• [DOCUMENT PASSAGE]
◆ ◆ ◆ ◆

Community connections to tackle loneliness
Nurturing community connections to tackle loneliness could help people with severe anxiety or depression, study finds
High levels of loneliness and social isolation experienced by people with complex depression or anxiety could be reduced via social interventions that complement routine care, improving mental health, research suggests.
A small trial involving 40 service users, 30 of whom received support from ‘Community Navigators’ who sought to expand their sense of belonging to social groups, produced potentially promising shifts when depression scores were analysed.
Participants, family members and professionals interviewed as part of the study were also positive about the programme, describing it as addressing an area of need that was too often under-prioritised by mental health services.
“Loneliness is a chronic condition rather than a crisis, and as such is rarely made a priority – and is perhaps something clinicians don’t feel they have particular expertise in helping with,” said Dr Brynmor Lloyd-Evans of University College London, who led the study
The scale of the trial meant it did not demonstrate he effectiveness of the intervention. But the results support the need for a future, larger evaluation, which could also assess cost-effectiveness.
“It reveals high levels of loneliness among people using mental health services, suggests this is not well addressed within routine care and that a specific programme for loneliness can really add something,” Dr Lloyd-Evans said. “It also suggests that the Community Navigator intervention is really welcomed by service users and can be evaluated robustly in a trial in a mental health setting.”
Co-production approach
The research set out to develop a programme to reduce loneliness among people with anxiety or depression, who were being treated in secondary mental health services.
People with mental health problems are particularly susceptible to loneliness, which unlike social isolation is subjectively experienced and relates to the quality as well as quantity of people’s social interactions. Loneliness is associated with poor recovery from mental ill-health.
The study also sought to gauge the programme’s acceptability to service users and professionals and establish the feasibility of further evaluation.

◆ ◆ ◆ ◆

(Extracted data entries)
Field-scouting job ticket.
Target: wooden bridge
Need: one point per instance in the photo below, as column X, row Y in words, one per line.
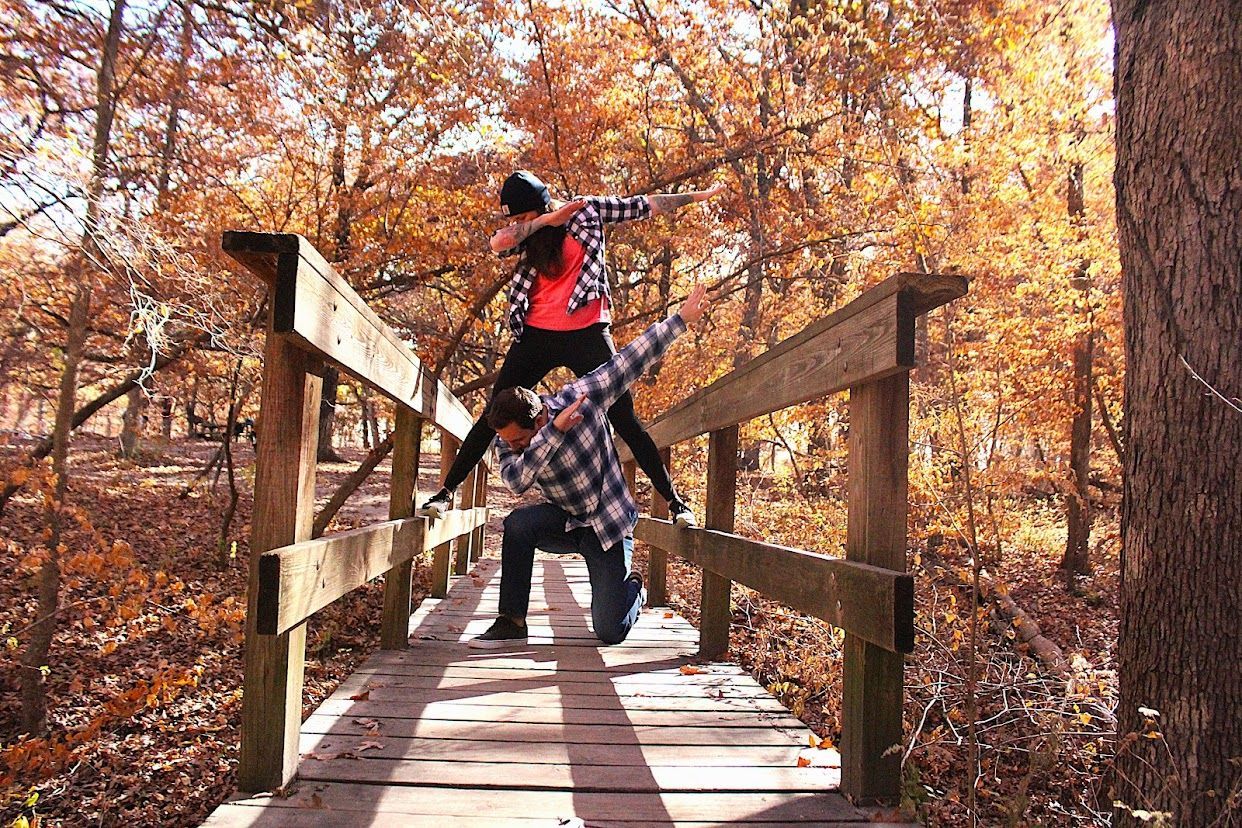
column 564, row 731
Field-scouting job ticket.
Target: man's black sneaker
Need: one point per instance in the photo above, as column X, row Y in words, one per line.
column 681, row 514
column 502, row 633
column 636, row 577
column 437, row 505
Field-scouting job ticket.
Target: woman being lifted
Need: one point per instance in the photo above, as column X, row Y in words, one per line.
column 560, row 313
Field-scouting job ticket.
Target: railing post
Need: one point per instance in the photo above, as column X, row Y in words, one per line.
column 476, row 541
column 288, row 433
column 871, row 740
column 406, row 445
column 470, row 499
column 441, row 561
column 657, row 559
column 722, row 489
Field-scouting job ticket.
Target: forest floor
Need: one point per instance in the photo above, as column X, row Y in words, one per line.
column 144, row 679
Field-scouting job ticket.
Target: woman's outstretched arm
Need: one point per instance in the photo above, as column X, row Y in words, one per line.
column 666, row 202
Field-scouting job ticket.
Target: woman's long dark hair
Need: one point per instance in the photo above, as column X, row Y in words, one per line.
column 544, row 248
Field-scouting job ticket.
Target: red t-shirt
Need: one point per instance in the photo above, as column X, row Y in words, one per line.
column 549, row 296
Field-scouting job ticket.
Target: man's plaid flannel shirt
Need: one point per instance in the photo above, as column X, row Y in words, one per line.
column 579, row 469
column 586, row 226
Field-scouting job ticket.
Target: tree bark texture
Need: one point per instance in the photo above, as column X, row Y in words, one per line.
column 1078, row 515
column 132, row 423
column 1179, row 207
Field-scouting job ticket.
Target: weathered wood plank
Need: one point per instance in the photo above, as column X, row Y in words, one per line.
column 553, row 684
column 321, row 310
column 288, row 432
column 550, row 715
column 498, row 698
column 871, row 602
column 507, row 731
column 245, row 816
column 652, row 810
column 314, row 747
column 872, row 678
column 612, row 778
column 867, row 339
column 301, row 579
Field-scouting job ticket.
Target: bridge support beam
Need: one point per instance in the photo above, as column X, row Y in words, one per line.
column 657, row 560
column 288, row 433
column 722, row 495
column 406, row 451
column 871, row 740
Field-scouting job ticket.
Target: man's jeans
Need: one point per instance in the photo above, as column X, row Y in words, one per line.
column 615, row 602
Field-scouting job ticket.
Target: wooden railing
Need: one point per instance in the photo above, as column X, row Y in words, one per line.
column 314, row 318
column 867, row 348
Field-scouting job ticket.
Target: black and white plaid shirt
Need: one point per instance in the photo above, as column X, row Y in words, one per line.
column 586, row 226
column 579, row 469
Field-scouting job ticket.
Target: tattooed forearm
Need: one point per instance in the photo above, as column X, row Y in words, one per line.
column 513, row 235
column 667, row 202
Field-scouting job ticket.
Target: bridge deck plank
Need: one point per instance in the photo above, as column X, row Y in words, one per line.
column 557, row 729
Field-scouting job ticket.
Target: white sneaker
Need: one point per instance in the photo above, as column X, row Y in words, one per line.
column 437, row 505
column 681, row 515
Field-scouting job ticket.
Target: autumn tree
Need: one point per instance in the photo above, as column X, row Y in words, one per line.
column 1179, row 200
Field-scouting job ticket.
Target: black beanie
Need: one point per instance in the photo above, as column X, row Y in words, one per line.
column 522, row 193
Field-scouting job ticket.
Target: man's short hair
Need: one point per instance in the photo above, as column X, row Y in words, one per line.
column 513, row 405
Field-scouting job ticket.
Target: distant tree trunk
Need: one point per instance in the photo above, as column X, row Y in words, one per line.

◆ ◆ ◆ ◆

• [STUDY QUESTIONS]
1: Please transcribe a passage from the article on loneliness word for word, starting at the words "Co-production approach" and ending after the words "of further evaluation.".
2: Answer these questions using the article on loneliness:
(a) How many service users were in the small trial?
(b) At which university is Dr Brynmor Lloyd-Evans?
(c) In what kind of mental health services were the people with anxiety or depression being treated?

• [ANSWER SECTION]
1:
Co-production approach
The research set out to develop a programme to reduce loneliness among people with anxiety or depression, who were being treated in secondary mental health services.
People with mental health problems are particularly susceptible to loneliness, which unlike social isolation is subjectively experienced and relates to the quality as well as quantity of people’s social interactions. Loneliness is associated with poor recovery from mental ill-health.
The study also sought to gauge the programme’s acceptability to service users and professionals and establish the feasibility of further evaluation.

2:
(a) 40
(b) University College London
(c) Secondary mental health services